** Start Document **

Smith agreed, adding that empathy should be key in this approach: “To build trust remotely, you have to lead by example. You need to communicate openly and directly, and encourage feedback all the time. You also need to own your mistakes and be vulnerable — you have to show that you’re human. This approach needs to trickle down to your frontline managers, too.”

5. Monitor employee engagement, not productivity.

As organisations globally have shifted to remote or hybrid working patterns, one of the biggest concerns reported by remote leaders is how they can maintain employee productivity from a distance.

However, if you want to set your remote workers up for long-term success, then employee engagement is a far better predictor of their productivity. Why? Because when employees are highly engaged, they’re more intrinsically motivated to bring their best to work every day. That translates directly into higher performance, productivity and profitability.

By measuring and tracking employee engagement with weekly or monthly surveys, you can get a far better picture of how your remote workers are feeling about your organisation. You can identify the factors that make them work at their best, as well as the ones that are holding them back, and you can take proactive steps to improve their experience.

6. Empower employees to manage their lives, work, and wellbeing.

If you believe the old adage, we used to leave our lives at the office door. But in a remote working environment, the lines between work and life are less clear-cut. 

When you’re leading a remote team, it’s critical to empower your employees to manage their time how it works best for them. That means giving them the space and autonomy to live their lives alongside work, measuring outcomes, not hours.

“As a leader, you need to be mindful of people’s time", Smith noted. “Remote blurs the lines between work and home. Your employees might have non-work tasks demanding their attention during working hours — like taking the dog for a walk or picking up children from school.

“You have to account for the variability of peoples’ experiences of working remotely, and how their work integrates with their life", he added. “We’ve spent a lot of time focusing on the ‘work’ part of the work-life balance, but less time thinking about how ‘life’ fits in with that.”

7. Co-create a remote work experience that works for everyone.

At the heart of every successful remote organisation, there’s a strong culture that knits distributed employees together. 

In remote organisations, culture isn’t found in your virtual team-building exercises or your Zoom happy hour. It’s in the intentional way you create behaviours, values, and principles that makes each employee, no matter their time zone or role, feel trusted, included, connected, and motivated to do their best work.

The best way to do that is to co-create a remote experience with your team members.

“You need to be intentional", George said. “Understand the real challenge that you're trying to solve, and then very thoughtfully map out solutions, and get team feedback along the way. We love to get inputs and feedback on internal decisions, so that we know the voices of all team members are heard equally.”

** End Document **
** Start Source data **

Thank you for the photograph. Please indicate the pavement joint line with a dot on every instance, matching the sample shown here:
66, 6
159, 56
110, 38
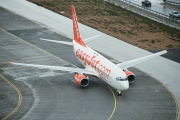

** End Source data **

Goals -
1. From the passage on leading remote teams, write out everything from "By measuring and" down to "work, and wellbeing.".
2. In the passage on leading remote teams, which two examples does Smith give of non-work tasks that might demand employees' attention during working hours?

Solution list -
1.
By measuring and tracking employee engagement with weekly or monthly surveys, you can get a far better picture of how your remote workers are feeling about your organisation. You can identify the factors that make them work at their best, as well as the ones that are holding them back, and you can take proactive steps to improve their experience.

6. Empower employees to manage their lives, work, and wellbeing.

2. Taking the dog for a walk and picking up children from school.